Stored items:
╭──
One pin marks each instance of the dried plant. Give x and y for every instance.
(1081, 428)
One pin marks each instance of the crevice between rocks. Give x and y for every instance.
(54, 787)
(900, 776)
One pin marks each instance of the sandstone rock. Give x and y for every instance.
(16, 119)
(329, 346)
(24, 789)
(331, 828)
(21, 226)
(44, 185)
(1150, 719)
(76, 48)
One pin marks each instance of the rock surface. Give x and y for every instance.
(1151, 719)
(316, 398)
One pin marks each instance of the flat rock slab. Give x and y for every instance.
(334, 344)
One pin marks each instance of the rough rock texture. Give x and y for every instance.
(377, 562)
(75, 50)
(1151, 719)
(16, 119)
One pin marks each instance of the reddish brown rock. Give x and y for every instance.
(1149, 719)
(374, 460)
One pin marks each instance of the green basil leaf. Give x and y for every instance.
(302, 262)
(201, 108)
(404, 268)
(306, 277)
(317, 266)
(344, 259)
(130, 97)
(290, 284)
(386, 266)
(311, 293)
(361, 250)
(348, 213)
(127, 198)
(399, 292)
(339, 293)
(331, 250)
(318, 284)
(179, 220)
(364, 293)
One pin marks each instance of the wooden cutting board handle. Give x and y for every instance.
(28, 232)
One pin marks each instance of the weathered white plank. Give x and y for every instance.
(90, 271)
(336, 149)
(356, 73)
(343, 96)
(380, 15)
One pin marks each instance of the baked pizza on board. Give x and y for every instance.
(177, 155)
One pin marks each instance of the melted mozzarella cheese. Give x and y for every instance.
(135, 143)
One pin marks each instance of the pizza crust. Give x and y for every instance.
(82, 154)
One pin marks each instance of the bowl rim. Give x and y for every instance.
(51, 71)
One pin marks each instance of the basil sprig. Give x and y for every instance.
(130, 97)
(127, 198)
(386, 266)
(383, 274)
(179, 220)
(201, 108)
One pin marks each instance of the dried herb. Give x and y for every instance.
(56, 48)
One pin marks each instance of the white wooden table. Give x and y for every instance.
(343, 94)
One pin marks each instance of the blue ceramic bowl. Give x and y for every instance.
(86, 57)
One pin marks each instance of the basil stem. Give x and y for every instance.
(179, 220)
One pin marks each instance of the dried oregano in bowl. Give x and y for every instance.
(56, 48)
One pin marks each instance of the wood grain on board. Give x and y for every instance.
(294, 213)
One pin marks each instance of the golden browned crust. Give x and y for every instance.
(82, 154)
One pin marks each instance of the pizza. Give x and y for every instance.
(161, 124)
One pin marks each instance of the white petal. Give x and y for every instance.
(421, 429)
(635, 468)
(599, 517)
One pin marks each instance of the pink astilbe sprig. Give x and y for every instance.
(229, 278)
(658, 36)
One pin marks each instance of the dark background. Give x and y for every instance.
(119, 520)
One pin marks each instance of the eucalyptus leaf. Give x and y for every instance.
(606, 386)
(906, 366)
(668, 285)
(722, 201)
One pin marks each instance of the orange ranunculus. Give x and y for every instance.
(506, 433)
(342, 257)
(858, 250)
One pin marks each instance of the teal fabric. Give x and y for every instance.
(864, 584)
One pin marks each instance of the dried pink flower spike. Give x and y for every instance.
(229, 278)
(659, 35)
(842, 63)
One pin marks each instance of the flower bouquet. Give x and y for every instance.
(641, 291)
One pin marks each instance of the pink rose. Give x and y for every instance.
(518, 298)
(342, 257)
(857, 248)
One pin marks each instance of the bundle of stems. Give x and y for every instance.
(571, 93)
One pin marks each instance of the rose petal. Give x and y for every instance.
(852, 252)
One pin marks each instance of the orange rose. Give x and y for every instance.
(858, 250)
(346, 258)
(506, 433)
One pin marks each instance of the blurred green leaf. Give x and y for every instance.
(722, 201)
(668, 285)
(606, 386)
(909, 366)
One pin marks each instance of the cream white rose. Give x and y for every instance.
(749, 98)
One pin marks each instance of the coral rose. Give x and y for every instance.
╰──
The task: Exactly as shown above, return every record.

Answer to this task:
One pin marks each instance of the dried plant. Give x and y for every instance.
(1081, 428)
One pin marks each instance of the crevice between rocks. Give x and y for every instance.
(54, 787)
(900, 776)
One pin marks each instance of the sandstone rock. Give x and y for every instance.
(16, 119)
(329, 346)
(24, 789)
(331, 828)
(21, 226)
(44, 185)
(1150, 719)
(76, 48)
One pin marks each instance of the rock surface. Give x and y for every instance.
(1151, 719)
(316, 398)
One pin marks each instance of the flat rock slab. Give x and y for every instance.
(334, 344)
One pin marks each instance of the rough rock texture. Give x and y for every instance.
(377, 562)
(75, 50)
(1151, 719)
(16, 119)
One pin marks each instance of the reddish brown rock. Give x and y for every instance.
(1149, 719)
(374, 460)
One pin marks each instance of the green basil leaf. Give x and y for every instance.
(302, 262)
(201, 108)
(404, 268)
(306, 277)
(317, 266)
(344, 259)
(130, 97)
(290, 284)
(386, 266)
(311, 293)
(361, 250)
(348, 213)
(127, 198)
(399, 292)
(339, 293)
(331, 250)
(318, 284)
(179, 220)
(364, 293)
One pin marks each instance of the wooden cutting board handle. Give x and y for every instance.
(28, 232)
One pin marks each instance of the weathered white plank. Give x and y for every instance.
(90, 271)
(336, 149)
(356, 73)
(343, 96)
(380, 15)
One pin marks each instance of the baked pizza on board. Give x and y for every instance.
(177, 155)
One pin marks each instance of the melted mozzarella cheese. Give x and y for every instance.
(135, 143)
One pin marks each instance of the pizza crust. Give x and y for every instance.
(82, 154)
One pin marks each instance of the bowl rim. Give x and y for every instance.
(51, 71)
One pin marks each instance of the basil sprig. Give x and y for every instance.
(130, 97)
(127, 198)
(386, 266)
(383, 274)
(179, 220)
(201, 108)
One pin marks each instance of the dried herb. Give x and y for every instance.
(56, 48)
One pin marks each instance of the white wooden table. Give x and y for every instance.
(343, 94)
One pin marks each instance of the blue ceramic bowl. Give x and y for every instance.
(86, 57)
One pin marks each instance of the basil stem. Give x and y for every instance.
(179, 220)
One pin marks each instance of the dried oregano in bowl. Give x and y for every instance.
(56, 48)
One pin marks each instance of the wood grain on board. Give x and y for every instance.
(294, 213)
One pin marks each instance of the golden browned crust. Give x and y for every instance.
(82, 154)
One pin marks each instance of the pizza. Give x and y for every instance.
(161, 124)
One pin marks each instance of the white petal. Give x and y for every instance.
(421, 429)
(635, 468)
(599, 517)
One pin marks each instance of the pink astilbe sprig. Give x and y for every instance.
(229, 278)
(658, 36)
One pin marks each instance of the dark background. Give x and y for every instance.
(119, 520)
One pin marks each instance of the eucalyptus leaf. Give x and y for every instance.
(606, 386)
(906, 366)
(668, 285)
(722, 201)
One pin marks each instance of the orange ranunculus. Give x and y for every instance.
(506, 433)
(342, 257)
(858, 250)
One pin marks each instance of the teal fabric. Give x and y for every instance.
(864, 584)
One pin marks each instance of the dried pink flower spike. Give x and y for every instance.
(229, 278)
(659, 35)
(842, 63)
One pin marks each instance of the flower bouquet. Give x and y for every instance.
(641, 291)
One pin marks each instance of the pink rose. Give x and y for every instance.
(518, 298)
(342, 257)
(857, 248)
One pin marks each instance of the bundle of stems. Give x and y for every instance.
(571, 93)
One pin marks each instance of the rose petal. Give x and y for every instance.
(852, 252)
One pin marks each instance of the orange rose. Give x and y for every instance.
(858, 250)
(346, 258)
(506, 433)
One pin marks each instance of the blurred green leaf. Give x and y for every instance.
(722, 201)
(668, 285)
(606, 386)
(909, 366)
One pin marks each instance of the cream white rose. Give x and y for every instance.
(749, 98)
One pin marks each instance of the coral rose. Give x and y for every instance.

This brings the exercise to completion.